(Pointing records)
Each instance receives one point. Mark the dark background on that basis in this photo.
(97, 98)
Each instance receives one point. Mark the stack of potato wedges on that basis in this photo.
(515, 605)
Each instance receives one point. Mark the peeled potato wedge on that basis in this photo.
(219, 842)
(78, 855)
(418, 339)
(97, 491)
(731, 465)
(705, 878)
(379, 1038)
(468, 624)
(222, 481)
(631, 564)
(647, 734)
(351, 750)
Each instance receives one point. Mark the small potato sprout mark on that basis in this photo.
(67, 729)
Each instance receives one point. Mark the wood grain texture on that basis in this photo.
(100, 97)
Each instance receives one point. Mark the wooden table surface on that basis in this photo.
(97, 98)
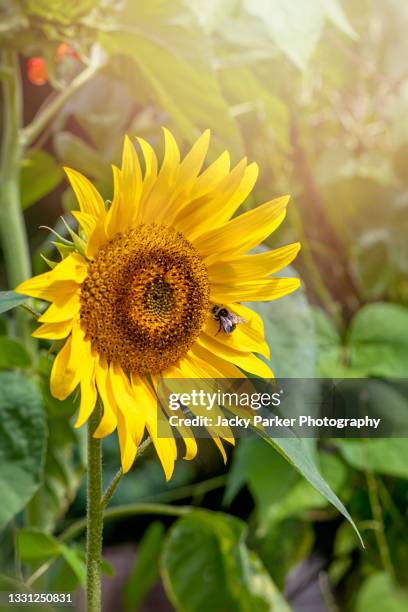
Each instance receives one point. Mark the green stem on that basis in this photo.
(94, 518)
(32, 131)
(124, 511)
(12, 228)
(111, 488)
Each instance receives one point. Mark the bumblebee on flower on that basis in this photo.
(137, 296)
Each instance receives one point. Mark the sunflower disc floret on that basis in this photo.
(145, 299)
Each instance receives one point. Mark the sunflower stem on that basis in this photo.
(112, 486)
(94, 519)
(12, 228)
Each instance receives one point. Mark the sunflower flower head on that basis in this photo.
(136, 301)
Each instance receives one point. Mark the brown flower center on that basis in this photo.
(145, 299)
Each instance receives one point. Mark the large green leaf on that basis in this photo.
(13, 354)
(146, 569)
(40, 174)
(10, 299)
(171, 52)
(75, 152)
(378, 340)
(385, 456)
(297, 452)
(35, 545)
(296, 27)
(23, 436)
(65, 457)
(207, 566)
(379, 593)
(290, 333)
(59, 10)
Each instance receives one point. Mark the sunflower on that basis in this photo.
(132, 297)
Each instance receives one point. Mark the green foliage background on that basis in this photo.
(316, 92)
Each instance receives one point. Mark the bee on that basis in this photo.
(227, 319)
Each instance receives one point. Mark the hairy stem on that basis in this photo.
(12, 228)
(94, 518)
(32, 131)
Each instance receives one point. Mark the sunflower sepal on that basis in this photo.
(50, 264)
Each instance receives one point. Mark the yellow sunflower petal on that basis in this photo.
(165, 445)
(185, 431)
(54, 331)
(199, 217)
(157, 200)
(62, 310)
(63, 280)
(244, 338)
(192, 366)
(150, 173)
(223, 369)
(89, 393)
(246, 361)
(108, 422)
(128, 448)
(94, 230)
(193, 161)
(261, 290)
(125, 207)
(244, 232)
(212, 176)
(66, 369)
(89, 199)
(125, 401)
(251, 267)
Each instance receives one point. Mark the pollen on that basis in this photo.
(145, 299)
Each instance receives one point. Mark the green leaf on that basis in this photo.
(13, 354)
(334, 12)
(385, 456)
(10, 299)
(40, 174)
(146, 568)
(36, 545)
(207, 566)
(172, 55)
(65, 458)
(58, 10)
(252, 464)
(295, 27)
(378, 340)
(290, 333)
(297, 452)
(379, 593)
(75, 152)
(302, 496)
(283, 545)
(23, 437)
(76, 562)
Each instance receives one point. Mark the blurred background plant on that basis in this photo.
(317, 93)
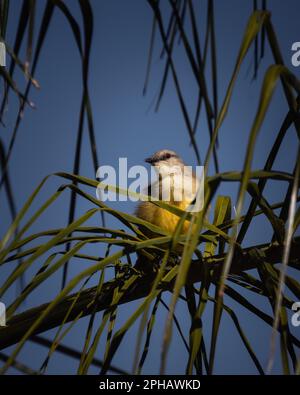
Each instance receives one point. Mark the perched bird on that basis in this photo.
(176, 184)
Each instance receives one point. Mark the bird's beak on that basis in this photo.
(149, 160)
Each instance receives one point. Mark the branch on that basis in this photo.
(245, 260)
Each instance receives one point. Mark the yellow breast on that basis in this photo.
(161, 217)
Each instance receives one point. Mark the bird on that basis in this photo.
(182, 185)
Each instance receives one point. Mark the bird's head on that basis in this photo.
(164, 161)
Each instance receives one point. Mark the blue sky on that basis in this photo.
(127, 126)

• Written instruction:
Write out every line of the records above as a numbered list, skipping blank lines and omitting the pictures.

• Correct response:
1. Each instance receives one point. Mark the dark background on that basis in this photo.
2. (97, 98)
3. Each instance receives one point. Mark the stack of potato wedges on that basis in this photo.
4. (515, 605)
5. Each instance receives one point. Mark the peeled potato wedge on that basis in this photo.
6. (219, 842)
7. (78, 855)
8. (418, 339)
9. (97, 491)
10. (731, 465)
11. (705, 878)
12. (379, 1038)
13. (468, 624)
14. (222, 481)
15. (631, 564)
16. (647, 734)
17. (351, 750)
18. Each instance receives one point. Mark the small potato sprout mark on that basis in this photo.
19. (67, 729)
20. Each instance receives one point. Mark the wood grain texture on that basis in this photo.
21. (100, 97)
22. Each instance receives one point. Mark the wooden table surface on that basis in this photo.
23. (97, 98)
24. Each instance receives one point. Mark the green stem on that basis in this photo.
25. (94, 518)
26. (32, 131)
27. (124, 511)
28. (12, 228)
29. (111, 488)
30. Each instance receives one point. Mark the bumblebee on flower on that basis in this photo.
31. (137, 296)
32. Each instance receives one point. Mark the sunflower disc floret on that basis in this photo.
33. (145, 299)
34. Each instance receives one point. Mark the sunflower stem on that basis in this photo.
35. (112, 486)
36. (94, 519)
37. (12, 228)
38. Each instance receives one point. Mark the sunflower flower head on that basis in this photo.
39. (136, 301)
40. Each instance receives one point. Mark the brown flower center on that basis in this photo.
41. (145, 299)
42. Each instance receives one point. Mark the large green leaf on that basis in this photo.
43. (13, 354)
44. (146, 569)
45. (40, 174)
46. (10, 299)
47. (171, 52)
48. (75, 152)
49. (378, 340)
50. (385, 456)
51. (297, 452)
52. (35, 545)
53. (296, 27)
54. (23, 436)
55. (65, 457)
56. (207, 566)
57. (379, 593)
58. (290, 333)
59. (59, 10)
60. Each instance receives one point. Mark the sunflower on that basis in this photo.
61. (132, 297)
62. Each instance receives one point. Mark the green foliage background on that basis in this photo.
63. (316, 92)
64. Each instance receives one point. Mark the bee on that basis in this photo.
65. (227, 319)
66. Each instance receives one point. Mark the hairy stem on that basis in this photo.
67. (12, 228)
68. (94, 518)
69. (32, 131)
70. Each instance receives one point. Mark the sunflower sepal on that basis in this photo.
71. (50, 264)
72. Each instance receives one point. Mark the yellow sunflower petal on that basis in this photo.
73. (165, 445)
74. (185, 431)
75. (54, 331)
76. (199, 217)
77. (157, 200)
78. (62, 310)
79. (63, 280)
80. (244, 338)
81. (192, 366)
82. (150, 173)
83. (223, 369)
84. (89, 393)
85. (246, 361)
86. (108, 422)
87. (128, 448)
88. (94, 230)
89. (193, 161)
90. (261, 290)
91. (125, 207)
92. (244, 232)
93. (212, 176)
94. (66, 369)
95. (89, 199)
96. (125, 401)
97. (251, 267)
98. Each instance receives one point. Mark the pollen on that basis in this photo.
99. (145, 299)
100. Each instance receives one point. Mark the green leaf on that basis in this photo.
101. (13, 354)
102. (334, 12)
103. (385, 456)
104. (10, 299)
105. (40, 174)
106. (146, 568)
107. (36, 545)
108. (207, 566)
109. (172, 55)
110. (65, 458)
111. (58, 10)
112. (252, 464)
113. (295, 27)
114. (378, 340)
115. (290, 333)
116. (297, 452)
117. (379, 593)
118. (75, 152)
119. (302, 496)
120. (283, 545)
121. (23, 437)
122. (76, 562)
123. Each instance receives one point. Mark the blurred background plant on that basis in this photo.
124. (317, 93)
125. Each instance receives one point. Mark the perched bird on that basis in this photo.
126. (176, 184)
127. Each instance receives one point. Mark the bird's beak on that basis in this photo.
128. (149, 160)
129. Each instance receives one point. Mark the branch on that basis in this photo.
130. (245, 260)
131. Each instance receives one point. Mark the yellow breast on that basis in this photo.
132. (161, 217)
133. Each instance receives one point. Mark the bird on that basis in this photo.
134. (182, 185)
135. Each instance receives one point. Mark the bird's head on that basis in this photo.
136. (164, 161)
137. Each instance receives one point. Mark the blue sky on that basis in this photo.
138. (127, 126)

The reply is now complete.